▶ **Exercise instructions**
• A. In the passage on tangent vectors, turn the paragraph starting "Similarly, the cotangent spaces" into a short bulleted list that keeps its main facts.
• B. According to the passage on tangent vectors, what is the dimension of the vector space formed by the tangent vectors to $M$ at a point $m$?

▶ **Page extract**
● ● ●

The tangent vectors to $M$ at $m\in M$ form a vector space over $\mathbb{R}$ of dimension $n=\dim (M)$. It is denoted by $T_m M$.
Let $\phi :U\rightarrow \mathbb{R}^n$, $m\mapsto (x_1(m),\dots ,x_n(m))$, where $(x_1,\dots ,x_n)$ is a system of coordinates on $M$ near $m$. The $i$-th partial derivative at $m$ with respect to $\phi$ is the tangent vector
\begin{equation*} (D_{x_i})(m)(f)=\left.\frac{\partial (f\phi^{-1})}{\partial x_i}\right|_{\phi(m)}, \end{equation*}
where the right hand-side is the usual partial derivative of the function $f\phi^{-1}:\mathbb{R}^n\rightarrow \mathbb{R}$ in the variables $x_1,\dots ,x_n$, at the point $\phi(m)\in\mathbb{R}^n$. One has $D_{x_i}(m)(x_j)=\delta_{ij}$ (the Kronecker delta) and the $D_{x_i}(m)$ form a basis for $T_m M$.
This basis for $T_m M$ determined by the coordinate system $(x_1,\dots ,x_n)$ is often denoted by $\{\partial/\partial x_1,\dots ,\partial/\partial x_n\}$.
A cotangent vector at $m\in M$ is an $\mathbb{R}$-linear mapping $T_m M\rightarrow \mathbb{R}$ such that the cotangent space $T_m^* M$ at $m\in M$ is the dual vector space to $T_m M$. The dual basis to $(\partial/\partial x_1,\dots ,\partial/\partial x_n)$ is denoted by $dx_1,\dots ,dx_n$. One has
\begin{equation*} dx_i(v)=v(x_i),\qquad v\in T_m M. \end{equation*}
The disjoint union $TM$ of the tangent spaces $T_m M$, $m\in M$, together with the projection $\pi :TM\rightarrow M$, $\pi(v)=m$ if $v\in T_m M$, can be given the structure of a differentiable vector bundle, the tangent bundle.
Similarly, the cotangent spaces $T_m^* M$ form a vector bundle $T^*M$ dual to $TM$, called the cotangent bundle. The sections of $TM$ are the vector fields on $M$, the sections of $T^*M$ are differentiable $1$-forms on $M$.

● ● ●

[Region annotation items]
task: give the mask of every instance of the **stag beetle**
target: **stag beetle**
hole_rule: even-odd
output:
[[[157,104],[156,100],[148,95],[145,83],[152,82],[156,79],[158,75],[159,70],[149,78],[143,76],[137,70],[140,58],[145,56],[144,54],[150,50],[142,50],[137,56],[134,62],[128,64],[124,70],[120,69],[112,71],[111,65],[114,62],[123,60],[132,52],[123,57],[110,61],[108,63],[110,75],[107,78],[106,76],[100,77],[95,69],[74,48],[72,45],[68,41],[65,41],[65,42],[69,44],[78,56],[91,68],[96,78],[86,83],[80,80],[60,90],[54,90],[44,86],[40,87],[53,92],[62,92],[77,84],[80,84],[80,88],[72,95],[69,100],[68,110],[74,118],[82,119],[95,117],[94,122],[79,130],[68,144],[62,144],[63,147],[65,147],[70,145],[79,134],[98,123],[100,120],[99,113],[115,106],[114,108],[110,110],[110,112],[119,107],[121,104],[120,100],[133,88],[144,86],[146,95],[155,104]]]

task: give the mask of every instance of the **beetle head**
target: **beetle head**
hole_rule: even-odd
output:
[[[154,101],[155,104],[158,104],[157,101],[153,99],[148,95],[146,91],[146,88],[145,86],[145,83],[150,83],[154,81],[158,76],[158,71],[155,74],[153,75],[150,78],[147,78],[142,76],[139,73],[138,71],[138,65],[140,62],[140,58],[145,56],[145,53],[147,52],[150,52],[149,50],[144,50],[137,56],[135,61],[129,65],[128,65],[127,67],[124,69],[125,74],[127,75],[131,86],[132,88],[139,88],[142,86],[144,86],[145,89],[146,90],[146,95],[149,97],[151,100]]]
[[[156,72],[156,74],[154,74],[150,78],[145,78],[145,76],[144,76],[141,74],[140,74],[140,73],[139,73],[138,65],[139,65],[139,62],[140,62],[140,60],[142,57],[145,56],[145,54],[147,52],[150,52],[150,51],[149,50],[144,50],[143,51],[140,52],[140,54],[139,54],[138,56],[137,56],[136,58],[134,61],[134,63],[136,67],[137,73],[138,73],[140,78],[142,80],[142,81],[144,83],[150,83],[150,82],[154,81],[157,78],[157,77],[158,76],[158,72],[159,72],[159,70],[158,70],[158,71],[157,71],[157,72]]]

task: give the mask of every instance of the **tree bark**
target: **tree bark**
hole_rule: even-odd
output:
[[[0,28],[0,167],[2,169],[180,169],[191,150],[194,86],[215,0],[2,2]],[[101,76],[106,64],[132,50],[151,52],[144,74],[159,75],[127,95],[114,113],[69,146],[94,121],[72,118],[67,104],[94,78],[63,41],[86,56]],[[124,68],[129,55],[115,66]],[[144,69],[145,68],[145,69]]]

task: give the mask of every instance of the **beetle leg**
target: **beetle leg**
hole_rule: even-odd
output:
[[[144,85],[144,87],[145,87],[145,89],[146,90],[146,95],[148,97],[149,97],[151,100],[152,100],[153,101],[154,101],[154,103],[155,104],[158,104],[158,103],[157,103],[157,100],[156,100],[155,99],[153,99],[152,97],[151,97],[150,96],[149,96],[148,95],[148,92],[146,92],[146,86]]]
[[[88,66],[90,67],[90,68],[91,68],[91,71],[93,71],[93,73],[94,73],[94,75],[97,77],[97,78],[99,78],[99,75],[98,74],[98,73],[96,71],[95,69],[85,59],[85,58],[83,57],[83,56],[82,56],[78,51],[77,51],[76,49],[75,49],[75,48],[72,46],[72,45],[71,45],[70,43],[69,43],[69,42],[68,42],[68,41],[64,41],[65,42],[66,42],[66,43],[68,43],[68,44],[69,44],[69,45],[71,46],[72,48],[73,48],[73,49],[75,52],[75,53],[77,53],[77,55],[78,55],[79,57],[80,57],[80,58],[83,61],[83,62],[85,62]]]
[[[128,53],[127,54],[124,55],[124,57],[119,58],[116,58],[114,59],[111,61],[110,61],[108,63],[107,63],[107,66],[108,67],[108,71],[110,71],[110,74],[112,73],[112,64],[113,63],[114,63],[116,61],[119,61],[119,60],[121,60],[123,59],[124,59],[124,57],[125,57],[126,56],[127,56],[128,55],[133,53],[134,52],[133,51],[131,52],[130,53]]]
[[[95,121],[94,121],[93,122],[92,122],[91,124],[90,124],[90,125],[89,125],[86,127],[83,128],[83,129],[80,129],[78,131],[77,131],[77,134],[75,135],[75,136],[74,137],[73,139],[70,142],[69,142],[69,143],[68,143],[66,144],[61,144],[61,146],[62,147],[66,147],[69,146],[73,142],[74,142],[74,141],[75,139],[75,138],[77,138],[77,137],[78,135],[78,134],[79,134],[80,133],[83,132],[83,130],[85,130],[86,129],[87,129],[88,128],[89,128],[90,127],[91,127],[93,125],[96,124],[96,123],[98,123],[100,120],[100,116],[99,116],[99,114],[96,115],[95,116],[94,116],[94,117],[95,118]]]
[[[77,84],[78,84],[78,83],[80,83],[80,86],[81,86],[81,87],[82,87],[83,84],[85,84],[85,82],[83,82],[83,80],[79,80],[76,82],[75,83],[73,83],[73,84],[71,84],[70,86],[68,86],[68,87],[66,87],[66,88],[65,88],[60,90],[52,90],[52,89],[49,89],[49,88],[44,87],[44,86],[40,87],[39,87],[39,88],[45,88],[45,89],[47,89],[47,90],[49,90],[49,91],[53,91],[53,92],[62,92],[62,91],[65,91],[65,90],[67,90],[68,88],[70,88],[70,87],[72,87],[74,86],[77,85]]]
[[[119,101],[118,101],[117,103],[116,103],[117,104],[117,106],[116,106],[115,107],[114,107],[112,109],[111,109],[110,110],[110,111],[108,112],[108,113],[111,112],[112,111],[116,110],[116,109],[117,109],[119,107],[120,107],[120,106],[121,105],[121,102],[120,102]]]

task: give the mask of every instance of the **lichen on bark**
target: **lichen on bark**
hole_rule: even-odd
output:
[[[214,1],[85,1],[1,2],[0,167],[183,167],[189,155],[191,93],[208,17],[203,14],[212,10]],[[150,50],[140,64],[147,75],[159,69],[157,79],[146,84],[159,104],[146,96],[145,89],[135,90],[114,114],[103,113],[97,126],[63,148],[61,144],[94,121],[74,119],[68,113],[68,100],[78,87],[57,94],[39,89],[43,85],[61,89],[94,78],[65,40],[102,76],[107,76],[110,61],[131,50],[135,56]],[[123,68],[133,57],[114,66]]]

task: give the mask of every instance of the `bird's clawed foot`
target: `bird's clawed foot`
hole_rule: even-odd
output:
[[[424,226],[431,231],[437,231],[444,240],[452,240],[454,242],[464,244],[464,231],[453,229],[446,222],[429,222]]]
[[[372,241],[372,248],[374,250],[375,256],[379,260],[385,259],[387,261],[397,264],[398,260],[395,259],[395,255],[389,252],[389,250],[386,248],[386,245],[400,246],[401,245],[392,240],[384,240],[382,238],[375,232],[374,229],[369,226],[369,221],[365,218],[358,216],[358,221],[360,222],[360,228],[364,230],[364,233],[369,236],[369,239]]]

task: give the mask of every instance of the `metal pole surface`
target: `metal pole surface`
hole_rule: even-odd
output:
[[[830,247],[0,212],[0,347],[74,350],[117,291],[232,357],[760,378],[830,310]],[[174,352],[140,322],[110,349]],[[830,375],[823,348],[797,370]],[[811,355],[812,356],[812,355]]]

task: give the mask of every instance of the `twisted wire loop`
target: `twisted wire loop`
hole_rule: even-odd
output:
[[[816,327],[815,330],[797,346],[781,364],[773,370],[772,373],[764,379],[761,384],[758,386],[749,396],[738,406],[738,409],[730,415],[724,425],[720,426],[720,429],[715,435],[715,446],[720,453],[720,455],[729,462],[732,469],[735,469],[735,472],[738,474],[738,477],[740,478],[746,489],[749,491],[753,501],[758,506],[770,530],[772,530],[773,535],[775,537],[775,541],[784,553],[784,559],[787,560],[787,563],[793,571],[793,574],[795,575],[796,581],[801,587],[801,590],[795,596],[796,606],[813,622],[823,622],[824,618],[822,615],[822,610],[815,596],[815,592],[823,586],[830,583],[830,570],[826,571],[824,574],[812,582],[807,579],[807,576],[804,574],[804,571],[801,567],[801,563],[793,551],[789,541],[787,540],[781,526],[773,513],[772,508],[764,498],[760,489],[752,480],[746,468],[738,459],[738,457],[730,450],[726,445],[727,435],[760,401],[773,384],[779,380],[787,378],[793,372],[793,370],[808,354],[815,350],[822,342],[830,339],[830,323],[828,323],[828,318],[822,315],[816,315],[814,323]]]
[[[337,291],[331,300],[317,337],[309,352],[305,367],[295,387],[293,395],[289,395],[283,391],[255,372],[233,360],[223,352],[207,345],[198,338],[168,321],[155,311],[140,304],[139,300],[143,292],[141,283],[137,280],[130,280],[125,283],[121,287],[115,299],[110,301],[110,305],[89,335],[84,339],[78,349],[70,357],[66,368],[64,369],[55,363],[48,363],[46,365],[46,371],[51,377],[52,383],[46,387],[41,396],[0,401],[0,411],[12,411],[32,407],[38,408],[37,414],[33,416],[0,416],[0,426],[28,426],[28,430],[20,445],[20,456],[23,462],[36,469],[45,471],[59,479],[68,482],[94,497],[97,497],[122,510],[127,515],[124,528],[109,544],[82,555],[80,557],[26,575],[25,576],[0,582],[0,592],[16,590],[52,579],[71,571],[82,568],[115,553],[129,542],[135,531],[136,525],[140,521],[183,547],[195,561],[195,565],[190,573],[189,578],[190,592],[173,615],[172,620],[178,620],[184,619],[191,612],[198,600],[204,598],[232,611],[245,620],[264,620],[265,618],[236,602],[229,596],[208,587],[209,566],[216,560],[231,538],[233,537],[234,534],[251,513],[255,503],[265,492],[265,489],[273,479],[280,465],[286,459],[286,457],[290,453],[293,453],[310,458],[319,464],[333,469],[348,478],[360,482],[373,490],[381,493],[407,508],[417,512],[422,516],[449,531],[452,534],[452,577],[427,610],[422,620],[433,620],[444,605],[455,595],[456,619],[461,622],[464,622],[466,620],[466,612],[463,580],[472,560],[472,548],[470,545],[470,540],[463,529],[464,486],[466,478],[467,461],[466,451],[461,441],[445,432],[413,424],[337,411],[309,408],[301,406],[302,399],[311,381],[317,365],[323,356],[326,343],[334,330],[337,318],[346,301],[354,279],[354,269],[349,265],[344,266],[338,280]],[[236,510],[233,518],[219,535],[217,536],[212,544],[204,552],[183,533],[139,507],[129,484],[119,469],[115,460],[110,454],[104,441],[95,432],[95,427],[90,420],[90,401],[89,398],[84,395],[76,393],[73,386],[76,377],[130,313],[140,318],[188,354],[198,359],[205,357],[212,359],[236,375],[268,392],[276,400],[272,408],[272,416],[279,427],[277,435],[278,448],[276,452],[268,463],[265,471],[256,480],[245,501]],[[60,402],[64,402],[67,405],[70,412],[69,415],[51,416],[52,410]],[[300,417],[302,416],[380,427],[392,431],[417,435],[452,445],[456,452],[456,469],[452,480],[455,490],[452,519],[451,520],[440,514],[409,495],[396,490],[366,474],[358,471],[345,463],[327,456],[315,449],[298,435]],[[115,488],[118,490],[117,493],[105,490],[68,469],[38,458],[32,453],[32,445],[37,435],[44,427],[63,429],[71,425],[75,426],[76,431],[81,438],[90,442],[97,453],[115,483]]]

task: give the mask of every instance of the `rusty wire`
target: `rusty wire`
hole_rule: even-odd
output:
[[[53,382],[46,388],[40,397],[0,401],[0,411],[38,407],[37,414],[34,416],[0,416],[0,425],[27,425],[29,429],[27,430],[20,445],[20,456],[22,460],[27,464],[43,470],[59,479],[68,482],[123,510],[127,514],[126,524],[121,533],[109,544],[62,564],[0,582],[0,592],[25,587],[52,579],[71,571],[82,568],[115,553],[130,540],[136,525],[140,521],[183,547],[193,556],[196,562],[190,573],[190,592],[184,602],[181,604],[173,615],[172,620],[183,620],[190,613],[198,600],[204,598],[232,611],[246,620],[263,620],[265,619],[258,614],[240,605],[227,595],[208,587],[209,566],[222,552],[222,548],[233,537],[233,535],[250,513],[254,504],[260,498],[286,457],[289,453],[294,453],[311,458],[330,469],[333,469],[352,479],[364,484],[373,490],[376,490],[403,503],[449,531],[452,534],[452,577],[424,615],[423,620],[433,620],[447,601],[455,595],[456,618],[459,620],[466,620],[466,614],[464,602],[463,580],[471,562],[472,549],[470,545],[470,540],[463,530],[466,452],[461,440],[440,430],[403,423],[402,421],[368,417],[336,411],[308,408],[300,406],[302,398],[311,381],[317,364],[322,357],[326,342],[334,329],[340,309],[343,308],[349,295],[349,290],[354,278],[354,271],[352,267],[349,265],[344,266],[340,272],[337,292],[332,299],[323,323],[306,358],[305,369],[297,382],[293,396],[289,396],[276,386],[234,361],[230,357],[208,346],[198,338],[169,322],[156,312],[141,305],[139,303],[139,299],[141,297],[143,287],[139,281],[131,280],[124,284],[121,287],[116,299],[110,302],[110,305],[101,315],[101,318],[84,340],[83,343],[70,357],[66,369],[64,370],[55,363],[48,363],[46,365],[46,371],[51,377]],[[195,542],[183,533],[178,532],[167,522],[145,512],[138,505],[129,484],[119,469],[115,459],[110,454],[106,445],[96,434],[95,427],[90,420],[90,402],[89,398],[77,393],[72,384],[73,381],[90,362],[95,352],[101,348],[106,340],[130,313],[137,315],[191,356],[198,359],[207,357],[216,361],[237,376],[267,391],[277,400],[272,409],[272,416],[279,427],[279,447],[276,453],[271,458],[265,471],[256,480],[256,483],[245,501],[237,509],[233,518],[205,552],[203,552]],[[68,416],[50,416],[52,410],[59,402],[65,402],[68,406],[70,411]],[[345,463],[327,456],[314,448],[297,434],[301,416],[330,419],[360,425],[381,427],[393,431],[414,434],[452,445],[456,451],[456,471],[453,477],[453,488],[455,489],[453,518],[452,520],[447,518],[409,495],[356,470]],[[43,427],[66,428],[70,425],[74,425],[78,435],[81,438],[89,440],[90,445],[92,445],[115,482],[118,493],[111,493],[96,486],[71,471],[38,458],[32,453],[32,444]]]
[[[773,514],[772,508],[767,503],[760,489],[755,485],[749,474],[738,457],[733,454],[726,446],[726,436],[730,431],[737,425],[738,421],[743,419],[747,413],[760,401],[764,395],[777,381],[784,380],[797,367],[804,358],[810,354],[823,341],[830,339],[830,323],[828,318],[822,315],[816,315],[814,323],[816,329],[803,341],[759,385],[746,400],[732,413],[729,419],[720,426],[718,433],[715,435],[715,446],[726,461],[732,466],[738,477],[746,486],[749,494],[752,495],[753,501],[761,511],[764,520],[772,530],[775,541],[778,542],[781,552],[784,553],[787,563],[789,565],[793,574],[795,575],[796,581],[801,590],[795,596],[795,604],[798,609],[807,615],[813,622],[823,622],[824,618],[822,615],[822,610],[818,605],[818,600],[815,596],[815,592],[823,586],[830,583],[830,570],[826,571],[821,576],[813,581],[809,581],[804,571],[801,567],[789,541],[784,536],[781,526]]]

● ● ●

▶ **Solved tasks**
• A.
- The cotangent spaces $T_m^* M$ form a vector bundle $T^*M$, dual to $TM$, called the cotangent bundle.
- The sections of $TM$ are the vector fields on $M$.
- The sections of $T^*M$ are the differentiable $1$-forms on $M$.

• B. Its dimension is $n=\dim(M)$.